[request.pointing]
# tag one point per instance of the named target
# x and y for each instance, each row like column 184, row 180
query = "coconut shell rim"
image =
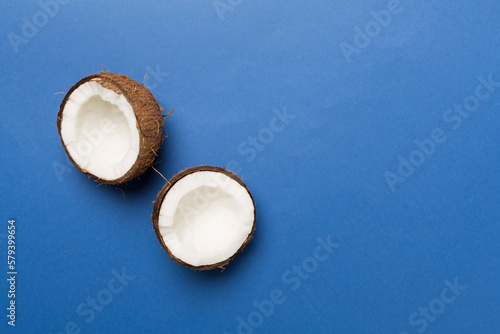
column 161, row 196
column 103, row 76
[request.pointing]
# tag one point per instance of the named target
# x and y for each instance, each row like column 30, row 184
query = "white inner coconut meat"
column 99, row 130
column 205, row 218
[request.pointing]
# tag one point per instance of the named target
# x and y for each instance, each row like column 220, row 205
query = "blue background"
column 224, row 70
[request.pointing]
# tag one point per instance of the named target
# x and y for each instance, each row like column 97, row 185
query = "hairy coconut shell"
column 159, row 201
column 149, row 120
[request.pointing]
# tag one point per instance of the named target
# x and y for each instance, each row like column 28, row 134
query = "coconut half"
column 111, row 127
column 203, row 217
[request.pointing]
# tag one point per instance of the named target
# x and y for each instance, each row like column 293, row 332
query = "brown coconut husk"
column 148, row 115
column 159, row 201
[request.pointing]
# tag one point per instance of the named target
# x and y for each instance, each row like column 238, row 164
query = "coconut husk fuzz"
column 159, row 201
column 148, row 115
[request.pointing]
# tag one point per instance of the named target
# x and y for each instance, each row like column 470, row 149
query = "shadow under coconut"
column 217, row 276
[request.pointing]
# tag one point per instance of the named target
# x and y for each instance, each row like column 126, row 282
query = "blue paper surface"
column 367, row 132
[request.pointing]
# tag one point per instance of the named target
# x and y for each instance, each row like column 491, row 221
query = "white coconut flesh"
column 205, row 218
column 99, row 130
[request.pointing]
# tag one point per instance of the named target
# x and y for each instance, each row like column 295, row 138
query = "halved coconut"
column 111, row 127
column 203, row 217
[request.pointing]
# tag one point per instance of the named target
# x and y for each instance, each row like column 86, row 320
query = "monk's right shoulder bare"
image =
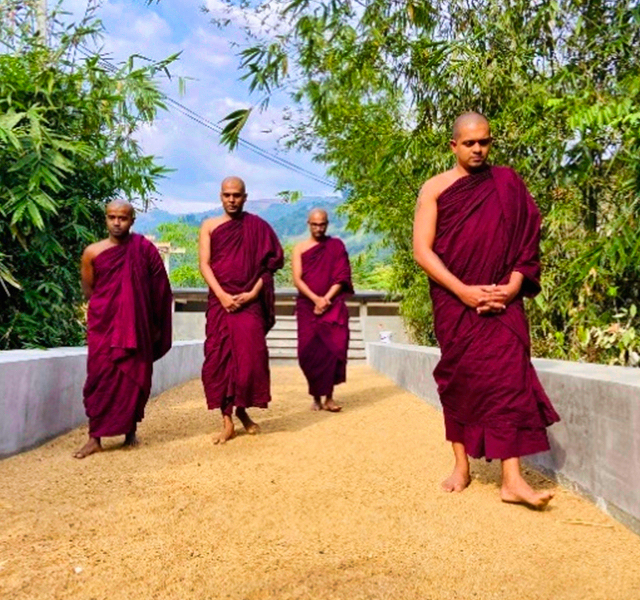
column 432, row 188
column 92, row 250
column 301, row 247
column 209, row 225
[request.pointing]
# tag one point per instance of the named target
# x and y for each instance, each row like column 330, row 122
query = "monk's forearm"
column 211, row 280
column 304, row 289
column 431, row 264
column 516, row 279
column 333, row 291
column 257, row 288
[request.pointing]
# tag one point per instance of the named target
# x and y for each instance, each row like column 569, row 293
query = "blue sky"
column 213, row 91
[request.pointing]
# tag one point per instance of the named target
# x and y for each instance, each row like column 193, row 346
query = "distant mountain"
column 288, row 219
column 270, row 209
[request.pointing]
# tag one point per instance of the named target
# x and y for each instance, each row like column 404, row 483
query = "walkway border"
column 41, row 390
column 595, row 449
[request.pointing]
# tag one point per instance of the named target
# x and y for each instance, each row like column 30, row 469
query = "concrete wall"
column 595, row 449
column 372, row 325
column 191, row 325
column 41, row 390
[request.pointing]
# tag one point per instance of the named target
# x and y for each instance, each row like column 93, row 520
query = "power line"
column 201, row 120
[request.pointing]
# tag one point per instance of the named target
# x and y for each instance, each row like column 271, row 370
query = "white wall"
column 41, row 390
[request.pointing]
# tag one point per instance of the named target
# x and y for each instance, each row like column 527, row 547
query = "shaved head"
column 318, row 213
column 466, row 119
column 119, row 203
column 235, row 181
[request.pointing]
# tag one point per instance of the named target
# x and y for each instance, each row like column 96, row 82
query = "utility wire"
column 201, row 120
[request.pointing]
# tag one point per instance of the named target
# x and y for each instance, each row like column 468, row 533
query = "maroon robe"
column 488, row 226
column 236, row 364
column 323, row 340
column 129, row 327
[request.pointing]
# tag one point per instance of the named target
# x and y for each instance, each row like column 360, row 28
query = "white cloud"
column 268, row 22
column 214, row 91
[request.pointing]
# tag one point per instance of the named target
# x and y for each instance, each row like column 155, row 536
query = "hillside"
column 289, row 220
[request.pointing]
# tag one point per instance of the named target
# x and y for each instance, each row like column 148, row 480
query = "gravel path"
column 320, row 506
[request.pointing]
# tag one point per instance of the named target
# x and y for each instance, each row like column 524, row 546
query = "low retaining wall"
column 41, row 390
column 595, row 449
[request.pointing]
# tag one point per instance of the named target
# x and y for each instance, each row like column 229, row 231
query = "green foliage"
column 67, row 146
column 369, row 270
column 184, row 271
column 382, row 82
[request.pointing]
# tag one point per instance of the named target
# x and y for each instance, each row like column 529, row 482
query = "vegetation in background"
column 67, row 146
column 369, row 266
column 378, row 84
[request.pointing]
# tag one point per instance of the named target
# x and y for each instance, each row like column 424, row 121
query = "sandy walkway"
column 319, row 507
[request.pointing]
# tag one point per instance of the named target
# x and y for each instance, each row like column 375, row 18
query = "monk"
column 129, row 327
column 239, row 254
column 322, row 274
column 476, row 235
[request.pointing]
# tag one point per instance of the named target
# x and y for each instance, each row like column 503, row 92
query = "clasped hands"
column 489, row 298
column 321, row 305
column 233, row 302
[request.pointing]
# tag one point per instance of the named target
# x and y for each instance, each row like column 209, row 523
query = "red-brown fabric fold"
column 236, row 365
column 323, row 340
column 488, row 226
column 129, row 327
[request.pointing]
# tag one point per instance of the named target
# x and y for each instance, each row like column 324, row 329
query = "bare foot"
column 331, row 406
column 91, row 447
column 250, row 427
column 518, row 491
column 228, row 432
column 457, row 481
column 131, row 440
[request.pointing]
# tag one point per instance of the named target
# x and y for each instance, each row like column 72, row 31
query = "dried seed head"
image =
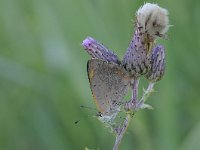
column 152, row 20
column 157, row 64
column 98, row 50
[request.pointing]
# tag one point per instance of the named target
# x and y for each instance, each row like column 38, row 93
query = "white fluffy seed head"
column 152, row 20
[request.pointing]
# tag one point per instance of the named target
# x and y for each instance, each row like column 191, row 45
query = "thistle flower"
column 98, row 50
column 157, row 64
column 151, row 22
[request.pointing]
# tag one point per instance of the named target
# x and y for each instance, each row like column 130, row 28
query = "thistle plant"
column 143, row 58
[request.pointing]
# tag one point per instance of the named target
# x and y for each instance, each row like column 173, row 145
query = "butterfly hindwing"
column 109, row 83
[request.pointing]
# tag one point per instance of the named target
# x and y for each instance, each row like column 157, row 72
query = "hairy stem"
column 132, row 102
column 121, row 131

════════

_The request_:
Return each line above that contains the string "background".

_Finished task_:
query = "blue background"
query = "vegetation in background"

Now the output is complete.